## [Exercise objective]
Transcribe the listing that follows exactly, from its first line to its last.

## [Supplied records]
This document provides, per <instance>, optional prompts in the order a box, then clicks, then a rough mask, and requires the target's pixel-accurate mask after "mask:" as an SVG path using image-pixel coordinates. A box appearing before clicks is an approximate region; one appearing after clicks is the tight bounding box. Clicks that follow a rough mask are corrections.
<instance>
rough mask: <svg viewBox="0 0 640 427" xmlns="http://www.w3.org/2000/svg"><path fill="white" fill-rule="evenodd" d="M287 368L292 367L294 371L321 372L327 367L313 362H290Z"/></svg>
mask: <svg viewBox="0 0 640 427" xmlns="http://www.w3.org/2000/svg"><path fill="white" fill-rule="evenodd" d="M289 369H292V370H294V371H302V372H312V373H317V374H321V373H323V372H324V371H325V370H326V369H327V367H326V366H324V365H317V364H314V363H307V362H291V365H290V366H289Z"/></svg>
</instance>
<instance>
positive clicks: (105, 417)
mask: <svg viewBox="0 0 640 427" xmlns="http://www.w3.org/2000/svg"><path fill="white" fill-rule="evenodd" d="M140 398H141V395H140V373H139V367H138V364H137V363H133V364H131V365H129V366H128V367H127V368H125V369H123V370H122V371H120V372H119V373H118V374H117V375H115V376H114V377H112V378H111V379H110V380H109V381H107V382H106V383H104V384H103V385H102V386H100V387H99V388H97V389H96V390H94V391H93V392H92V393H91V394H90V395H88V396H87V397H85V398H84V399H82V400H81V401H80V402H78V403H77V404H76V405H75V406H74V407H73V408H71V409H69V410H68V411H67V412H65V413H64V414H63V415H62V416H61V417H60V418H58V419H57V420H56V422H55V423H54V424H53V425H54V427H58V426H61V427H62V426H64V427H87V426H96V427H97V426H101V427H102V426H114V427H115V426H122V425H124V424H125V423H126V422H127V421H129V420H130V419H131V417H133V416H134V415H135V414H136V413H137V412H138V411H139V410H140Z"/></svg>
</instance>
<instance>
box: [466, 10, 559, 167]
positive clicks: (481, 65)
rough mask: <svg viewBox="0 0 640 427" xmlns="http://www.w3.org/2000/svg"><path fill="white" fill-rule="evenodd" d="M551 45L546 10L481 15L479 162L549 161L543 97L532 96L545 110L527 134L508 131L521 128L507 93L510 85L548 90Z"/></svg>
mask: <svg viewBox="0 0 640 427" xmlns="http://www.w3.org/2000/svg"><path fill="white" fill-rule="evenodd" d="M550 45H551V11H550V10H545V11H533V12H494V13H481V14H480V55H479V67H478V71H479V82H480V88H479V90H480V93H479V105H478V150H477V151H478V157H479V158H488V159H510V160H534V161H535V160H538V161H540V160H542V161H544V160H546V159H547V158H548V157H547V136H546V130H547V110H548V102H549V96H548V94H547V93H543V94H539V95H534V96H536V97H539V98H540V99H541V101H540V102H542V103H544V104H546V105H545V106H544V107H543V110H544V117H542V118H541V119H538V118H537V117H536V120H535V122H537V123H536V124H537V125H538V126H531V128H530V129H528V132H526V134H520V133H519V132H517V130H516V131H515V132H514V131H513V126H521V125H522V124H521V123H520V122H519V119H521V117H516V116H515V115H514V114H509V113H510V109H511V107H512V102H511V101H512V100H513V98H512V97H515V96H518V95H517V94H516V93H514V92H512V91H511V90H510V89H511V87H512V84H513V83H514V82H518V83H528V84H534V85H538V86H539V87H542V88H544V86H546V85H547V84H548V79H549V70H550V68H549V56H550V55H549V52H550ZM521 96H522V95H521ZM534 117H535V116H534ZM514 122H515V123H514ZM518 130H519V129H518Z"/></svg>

## [Answer for this exercise]
This document provides, per <instance>, optional prompts in the order a box, then clicks, then a rough mask, and requires the target's pixel-accurate mask after "mask:" as an SVG path using image-pixel coordinates. A box appearing before clicks is an approximate region; one appearing after clicks is the tight bounding box. Clicks that follow a rough mask are corrections.
<instance>
rough mask: <svg viewBox="0 0 640 427" xmlns="http://www.w3.org/2000/svg"><path fill="white" fill-rule="evenodd" d="M287 368L292 367L294 371L321 372L327 367L313 362H290Z"/></svg>
mask: <svg viewBox="0 0 640 427" xmlns="http://www.w3.org/2000/svg"><path fill="white" fill-rule="evenodd" d="M289 369H292V370H294V371H302V372H312V373H317V374H321V373H323V372H324V371H325V370H326V369H327V367H326V366H324V365H317V364H314V363H307V362H291V365H290V366H289Z"/></svg>
</instance>
<instance>
positive clicks: (105, 417)
mask: <svg viewBox="0 0 640 427" xmlns="http://www.w3.org/2000/svg"><path fill="white" fill-rule="evenodd" d="M140 398H141V395H140V373H139V367H138V364H137V363H133V364H131V365H129V366H128V367H127V368H125V369H123V370H122V371H120V372H119V373H118V374H117V375H115V376H114V377H112V378H111V379H110V380H109V381H107V382H106V383H104V384H103V385H102V386H100V387H99V388H97V389H96V390H94V391H93V392H92V393H91V394H90V395H88V396H87V397H85V398H84V399H82V400H81V401H80V402H78V403H77V404H76V405H75V406H74V407H73V408H71V409H69V410H68V411H67V412H65V413H64V414H63V415H62V416H61V417H60V418H58V419H57V420H56V422H55V423H54V424H53V425H54V427H58V426H61V427H62V426H64V427H87V426H96V427H97V426H101V427H102V426H114V427H115V426H122V425H124V424H125V423H126V422H127V421H129V420H130V419H131V417H133V416H134V415H135V414H136V413H137V412H138V411H139V410H140Z"/></svg>
</instance>
<instance>
box: [466, 10, 559, 167]
positive clicks: (481, 65)
rough mask: <svg viewBox="0 0 640 427" xmlns="http://www.w3.org/2000/svg"><path fill="white" fill-rule="evenodd" d="M551 45L546 10L481 15L479 162L549 161L543 97L532 96L545 110L527 134L508 131L521 128L507 93L510 85L548 90Z"/></svg>
mask: <svg viewBox="0 0 640 427" xmlns="http://www.w3.org/2000/svg"><path fill="white" fill-rule="evenodd" d="M550 45H551V11H550V10H545V11H533V12H494V13H481V14H480V55H479V67H478V71H479V82H480V88H479V90H480V93H479V105H478V150H477V151H478V157H479V158H488V159H510V160H534V161H535V160H538V161H540V160H542V161H544V160H546V159H547V158H548V157H547V136H546V130H547V110H548V102H549V96H548V94H547V93H543V94H539V95H534V96H536V97H539V98H540V99H541V101H540V102H542V103H544V104H546V105H545V106H544V107H543V110H544V117H542V118H541V119H538V118H537V117H536V120H535V122H537V123H536V124H537V125H538V126H531V128H530V129H528V132H526V134H520V133H519V132H517V130H516V131H515V132H514V131H513V126H521V125H522V124H521V123H520V122H519V119H521V117H516V116H515V115H514V114H509V113H510V109H511V107H512V102H511V101H512V100H513V98H512V97H515V96H518V95H517V94H516V93H514V92H512V91H511V90H510V89H511V87H512V84H513V83H514V82H518V83H528V84H534V85H538V86H539V87H542V88H544V86H546V85H547V84H548V79H549V70H550V68H549V56H550V55H549V52H550ZM521 96H522V95H521ZM534 117H535V116H534ZM514 122H515V123H514ZM518 130H519V129H518Z"/></svg>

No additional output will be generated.